TASK PROMPT
Set down every record below exactly as it appears, but without the pictures.

*** Opening of TASK DATA ***

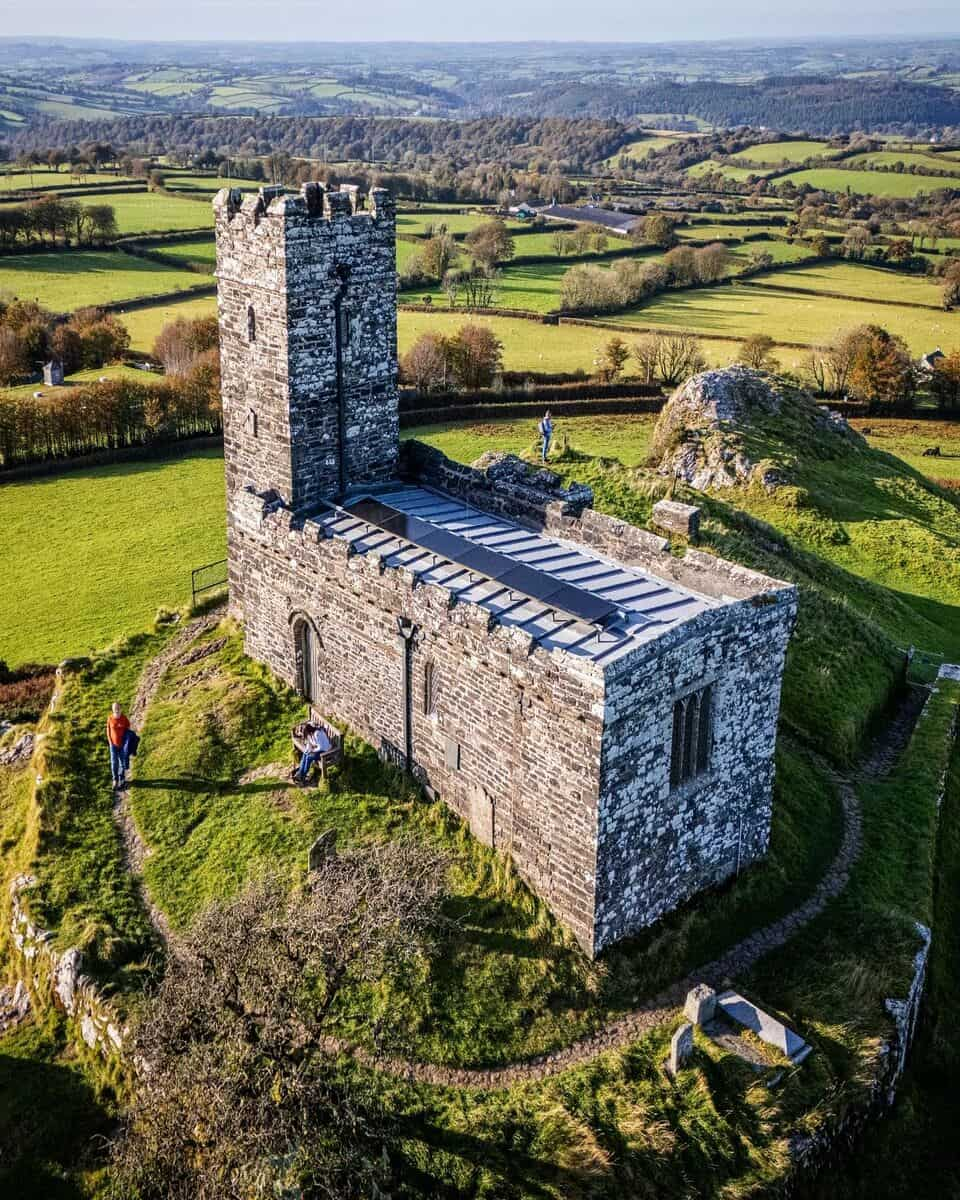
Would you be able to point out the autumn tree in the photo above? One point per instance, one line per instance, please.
(881, 371)
(240, 1092)
(611, 359)
(756, 352)
(475, 355)
(491, 243)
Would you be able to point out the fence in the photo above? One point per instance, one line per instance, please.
(207, 577)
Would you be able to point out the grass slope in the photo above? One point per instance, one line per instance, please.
(79, 277)
(97, 550)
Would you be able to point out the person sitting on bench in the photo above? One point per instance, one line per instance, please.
(316, 745)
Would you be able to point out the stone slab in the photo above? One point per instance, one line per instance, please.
(768, 1029)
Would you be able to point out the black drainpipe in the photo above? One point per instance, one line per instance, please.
(341, 276)
(407, 629)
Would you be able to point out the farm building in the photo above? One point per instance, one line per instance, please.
(597, 707)
(613, 222)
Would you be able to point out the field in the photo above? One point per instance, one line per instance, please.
(78, 277)
(864, 183)
(909, 159)
(108, 577)
(787, 317)
(126, 539)
(857, 281)
(737, 174)
(144, 324)
(773, 154)
(155, 213)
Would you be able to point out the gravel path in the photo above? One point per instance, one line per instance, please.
(877, 761)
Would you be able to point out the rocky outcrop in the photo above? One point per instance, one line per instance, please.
(738, 427)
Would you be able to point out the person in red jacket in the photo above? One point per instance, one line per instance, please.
(117, 732)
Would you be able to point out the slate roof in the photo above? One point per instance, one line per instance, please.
(645, 606)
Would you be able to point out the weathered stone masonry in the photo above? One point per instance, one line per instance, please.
(624, 765)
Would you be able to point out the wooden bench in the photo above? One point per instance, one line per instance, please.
(299, 736)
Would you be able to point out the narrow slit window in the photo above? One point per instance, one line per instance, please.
(430, 689)
(693, 736)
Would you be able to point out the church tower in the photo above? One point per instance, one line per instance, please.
(306, 294)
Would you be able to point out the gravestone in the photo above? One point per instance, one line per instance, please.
(701, 1005)
(681, 1048)
(324, 847)
(676, 517)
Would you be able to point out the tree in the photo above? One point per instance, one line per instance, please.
(491, 243)
(438, 256)
(756, 352)
(952, 287)
(426, 365)
(611, 359)
(475, 355)
(659, 231)
(240, 1095)
(945, 383)
(881, 370)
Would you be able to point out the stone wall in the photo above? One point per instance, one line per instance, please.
(307, 311)
(514, 744)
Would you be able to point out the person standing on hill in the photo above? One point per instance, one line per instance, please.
(546, 433)
(118, 726)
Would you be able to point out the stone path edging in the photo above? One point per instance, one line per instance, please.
(622, 1031)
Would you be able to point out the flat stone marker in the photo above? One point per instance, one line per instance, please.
(767, 1027)
(701, 1005)
(681, 1048)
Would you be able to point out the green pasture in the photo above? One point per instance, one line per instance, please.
(76, 279)
(23, 180)
(773, 154)
(99, 550)
(909, 159)
(857, 281)
(144, 324)
(736, 174)
(155, 211)
(197, 250)
(864, 183)
(787, 317)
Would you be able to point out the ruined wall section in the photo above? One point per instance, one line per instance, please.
(307, 310)
(660, 845)
(514, 743)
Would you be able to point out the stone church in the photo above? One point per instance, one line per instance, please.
(599, 708)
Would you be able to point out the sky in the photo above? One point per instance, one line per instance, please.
(615, 21)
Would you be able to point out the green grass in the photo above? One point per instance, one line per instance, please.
(891, 157)
(864, 183)
(773, 154)
(155, 211)
(126, 540)
(76, 279)
(144, 324)
(741, 311)
(857, 281)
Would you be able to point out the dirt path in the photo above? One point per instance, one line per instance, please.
(135, 850)
(879, 760)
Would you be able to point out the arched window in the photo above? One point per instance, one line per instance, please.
(693, 736)
(430, 689)
(307, 643)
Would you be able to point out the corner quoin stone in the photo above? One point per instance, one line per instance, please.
(676, 517)
(569, 763)
(701, 1005)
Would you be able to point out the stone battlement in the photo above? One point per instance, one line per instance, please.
(315, 203)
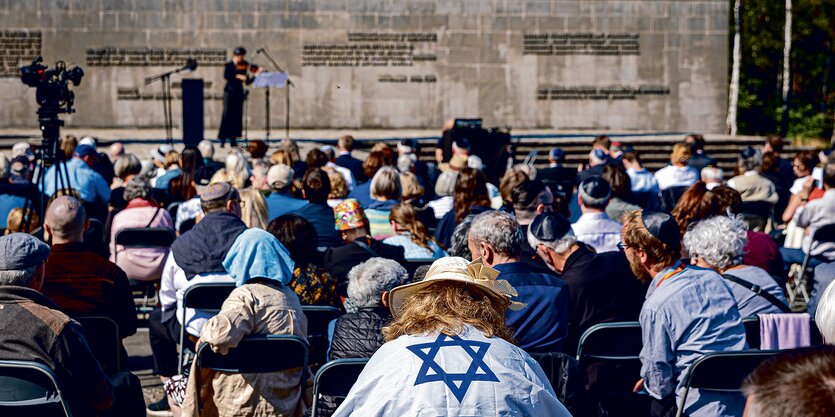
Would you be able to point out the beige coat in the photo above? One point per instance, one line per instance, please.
(250, 310)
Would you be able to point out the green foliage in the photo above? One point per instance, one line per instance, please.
(812, 98)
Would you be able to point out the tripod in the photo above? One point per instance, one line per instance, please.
(45, 157)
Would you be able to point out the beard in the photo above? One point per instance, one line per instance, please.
(637, 267)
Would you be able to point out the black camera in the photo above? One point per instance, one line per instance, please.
(53, 94)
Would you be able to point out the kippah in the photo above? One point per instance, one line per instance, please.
(549, 227)
(216, 191)
(594, 187)
(661, 226)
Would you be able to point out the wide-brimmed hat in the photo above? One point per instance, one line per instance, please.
(477, 275)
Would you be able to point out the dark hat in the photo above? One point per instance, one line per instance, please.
(595, 188)
(203, 175)
(85, 150)
(549, 227)
(19, 251)
(216, 191)
(661, 226)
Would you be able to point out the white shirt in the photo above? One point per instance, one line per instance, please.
(673, 176)
(598, 231)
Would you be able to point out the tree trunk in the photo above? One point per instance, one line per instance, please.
(787, 48)
(733, 91)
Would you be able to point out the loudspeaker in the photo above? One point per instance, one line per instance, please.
(192, 111)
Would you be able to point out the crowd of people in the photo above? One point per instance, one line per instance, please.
(449, 283)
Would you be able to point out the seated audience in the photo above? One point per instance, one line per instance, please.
(196, 256)
(815, 214)
(313, 284)
(470, 198)
(281, 200)
(386, 193)
(358, 334)
(316, 190)
(678, 322)
(717, 243)
(462, 306)
(139, 263)
(495, 238)
(78, 280)
(678, 173)
(411, 234)
(359, 246)
(253, 208)
(793, 383)
(594, 227)
(36, 330)
(262, 304)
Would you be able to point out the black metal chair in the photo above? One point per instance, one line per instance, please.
(255, 355)
(721, 371)
(318, 319)
(102, 334)
(335, 380)
(206, 296)
(752, 332)
(30, 388)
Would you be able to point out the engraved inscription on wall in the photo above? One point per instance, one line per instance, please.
(17, 48)
(372, 49)
(141, 57)
(599, 93)
(581, 44)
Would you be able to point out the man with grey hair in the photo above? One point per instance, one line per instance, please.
(719, 243)
(34, 329)
(594, 227)
(357, 334)
(496, 238)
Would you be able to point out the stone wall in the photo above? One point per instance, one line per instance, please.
(571, 64)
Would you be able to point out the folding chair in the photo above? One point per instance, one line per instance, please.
(752, 332)
(335, 380)
(824, 234)
(318, 319)
(721, 371)
(206, 296)
(255, 355)
(30, 388)
(102, 334)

*** Close of TASK DATA ***

WRITTEN REPLY
Would you be able to point out the autumn tree in the photo above? One point per instance, one line per instance, please.
(881, 371)
(240, 1092)
(611, 359)
(756, 352)
(475, 355)
(491, 243)
Would you be able to point out the fence in the photo above? One point per instance, one line per instance, please.
(207, 577)
Would you be able to point out the grass slope in the photo above? One point per instance, one line per instance, please.
(79, 277)
(97, 550)
Would you be able to point out the person sitting on bench in the photo above? One point per instance, one line per instance, please.
(316, 745)
Would you be able to point out the stone slab in the photo above? One point per instance, one line per instance, please.
(768, 1029)
Would you be able to point out the black drainpipe in the photo above? One point per instance, one line per instance, please.
(341, 276)
(407, 629)
Would you be able to point out the farm building in the photo above? One point per instance, one line per instance, please.
(597, 707)
(613, 222)
Would you be able to point out the field in the photo above? One point per instance, one line per instance, please.
(78, 277)
(864, 183)
(909, 159)
(108, 577)
(787, 317)
(126, 539)
(857, 281)
(737, 174)
(144, 324)
(773, 154)
(155, 213)
Would you be able to point out the gravel path in the photo above? One point per instance, one line per instance, please.
(877, 761)
Would you be able to point out the rocky outcrop in the photo above? One point per instance, one line per instance, please.
(738, 427)
Would you be able to point out the person in red jacket in the photo above? One point per instance, one line per instance, please.
(117, 732)
Would you be able to point out the slate roof in the photo above? One point per instance, one line per instance, please.
(645, 606)
Would you be able to point out the weathered stone masonry in the photo above? One point per instance, one line per instance, please.
(624, 765)
Would you be able to point out the wooden bench in the photo above? One point per instance, one line per instance, please.
(299, 736)
Would you be able to point out the narrow slit window in the photo above? One point per instance, one line per instance, please.
(430, 689)
(693, 736)
Would you be able to point out the church tower in the photo above? One point per instance, one line per instance, please.
(306, 294)
Would you be able to point out the gravestone in the photo above? One point per instance, one line per instance, please.
(701, 1005)
(681, 1048)
(324, 847)
(676, 517)
Would you be able to point out the tree in the photo above? One point per instance, one line per instance, please.
(491, 243)
(438, 256)
(756, 352)
(952, 287)
(426, 365)
(611, 359)
(475, 355)
(659, 231)
(240, 1095)
(945, 383)
(881, 370)
Would you be able to point out the stone wall in the photo above? One point per instance, one line per instance, please.
(307, 311)
(514, 744)
Would you be able to point out the person standing on hill in the photo above? One point per instance, one line per instance, please.
(546, 433)
(118, 726)
Would you be able to point out the stone path edging in the photo above? One point per instance, one line per instance, please.
(622, 1031)
Would you be able to point out the flat stone marker in the photo above? One point per instance, one line per instance, please.
(767, 1027)
(701, 1005)
(681, 1048)
Would you be able to point out the green pasture in the photo above? One point per instance, one line per instance, please.
(76, 279)
(23, 180)
(773, 154)
(99, 550)
(909, 159)
(857, 281)
(144, 324)
(736, 174)
(155, 211)
(197, 250)
(864, 183)
(787, 317)
Would you be able to point out the ruined wall section in the photo above? One point per instance, one line per instance, please.
(307, 310)
(660, 845)
(514, 743)
Would you be able to point out the stone church in the photo above? One point per instance, one line per instance, please.
(599, 708)
Would you be able to point out the sky in the photo above? One point per instance, one line per instance, please.
(615, 21)
Would you be able to point out the green grass in the photo above? One point per instance, one line per instance, please.
(891, 157)
(864, 183)
(773, 154)
(155, 211)
(126, 540)
(76, 279)
(144, 324)
(741, 311)
(857, 281)
Would you be able to point out the dirt path in the photo above? One point per instance, one line per instance, please.
(135, 850)
(879, 760)
Would you be able to point out the arched window in the photo above? One point per instance, one line per instance, please.
(693, 736)
(430, 689)
(307, 643)
Would you be able to point out the corner quoin stone in the photo above? One point per instance, one line per instance, please.
(676, 517)
(569, 763)
(701, 1005)
Would you be able to point out the stone battlement in the photo above? One point per instance, one line per instance, please.
(315, 203)
Would you be able to point out the beige coat in the photo above? One point per instance, one line per instance, please.
(250, 310)
Would you be able to point out the green foliage in the photo above? One point per instance, one line per instance, please.
(812, 98)
Would you be able to point out the tripod in the photo above? One point per instance, one line per instance, please.
(45, 157)
Would you be able to point out the beard in the photo above? One point per instance, one line per instance, please.
(637, 267)
Would you be able to point out the black camera in the photo above? One point per instance, one line per instance, please.
(53, 94)
Would you be able to point out the kippah in the photo above? One point per instance, one line per instance, please.
(549, 227)
(216, 191)
(594, 187)
(661, 226)
Would you be able to point out the wide-brimmed hat in the photo above? One point per instance, one line per instance, please.
(477, 275)
Would you be able to point out the dark hat in the photo above? One point per instance, one line per instance, please.
(595, 188)
(203, 175)
(85, 150)
(549, 227)
(19, 251)
(216, 191)
(661, 226)
Would you be able to point out the white shirt in the photo above? One point per instance, one line per instance, please.
(673, 176)
(598, 231)
Would you be able to point out the tree trunk in the photo above? One point per instance, one line per instance, please.
(787, 48)
(733, 91)
Would you be able to point out the loudspeaker in the photo above? One point per instance, one line per instance, please.
(192, 111)
Would you be able to point out the crowd of people in the photo above? One point per instance, one line per instance, please.
(449, 283)
Would you be able to point out the seated audience in the photo above? One point per instance, one line per instance, please.
(196, 256)
(815, 214)
(313, 284)
(470, 198)
(281, 200)
(386, 193)
(358, 334)
(316, 190)
(678, 322)
(717, 243)
(462, 306)
(139, 263)
(495, 238)
(78, 280)
(678, 173)
(411, 234)
(359, 246)
(253, 208)
(793, 383)
(594, 227)
(36, 330)
(262, 304)
Would you be able to point out the black metal chair in the photo above? One point per instance, one line per instance, please.
(255, 355)
(721, 371)
(318, 319)
(102, 334)
(335, 380)
(206, 296)
(752, 332)
(30, 388)
Would you be able to point out the engraved inscription on wall in the photo above? One point per instance, one line per instance, please.
(17, 48)
(372, 49)
(141, 57)
(599, 93)
(581, 44)
Would you be able to point out the man with grey hair in the photo above? One point per instance, one line per instance, please.
(719, 243)
(34, 329)
(594, 227)
(357, 334)
(496, 238)
Would you be able to point out the stone wall in the photo above? One point per instance, one line per instance, please.
(571, 64)
Would you be able to point out the folding chair in the photo above? One point per instance, one line per instance, please.
(752, 332)
(335, 380)
(824, 234)
(318, 319)
(721, 371)
(206, 296)
(255, 355)
(30, 388)
(102, 334)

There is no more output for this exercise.